### TO DO
When you reproduce these records, keep every word exactly and drop the images.

(Dataset items)

○ ○ ○

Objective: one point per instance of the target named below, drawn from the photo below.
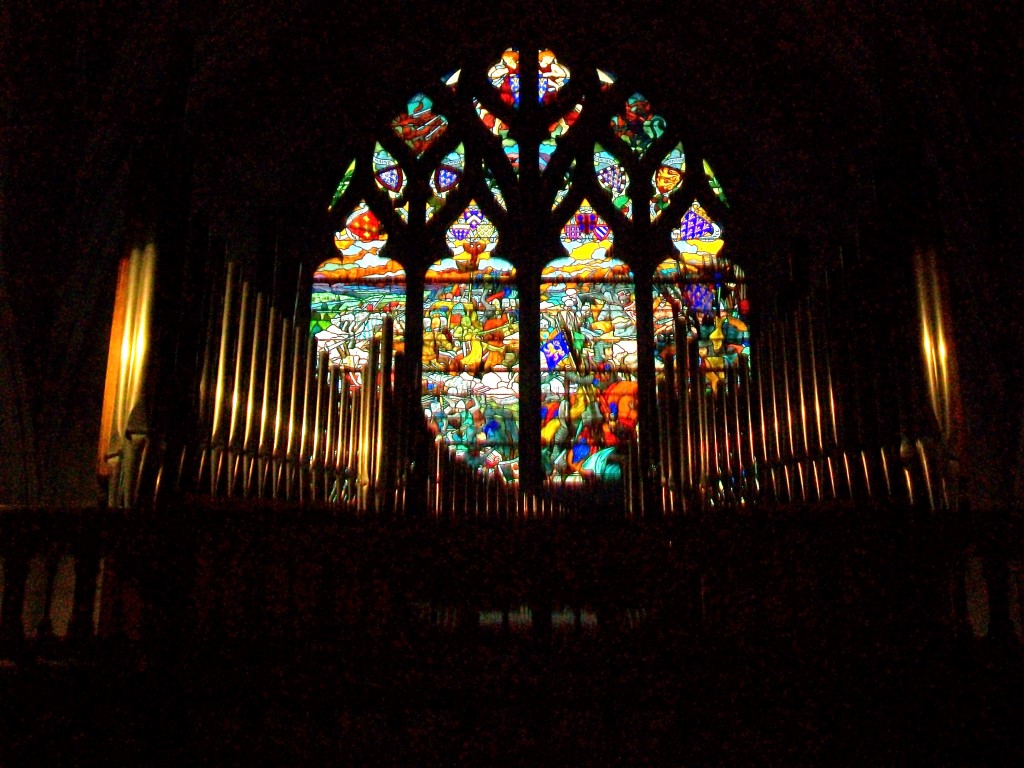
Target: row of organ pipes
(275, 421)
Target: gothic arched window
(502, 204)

○ ○ ○

### EXERCISE RESULT
Objective: one point per instance of the target named below, drawn from the photo below.
Target: row of organ pipes
(275, 421)
Target: gothic arched window
(502, 204)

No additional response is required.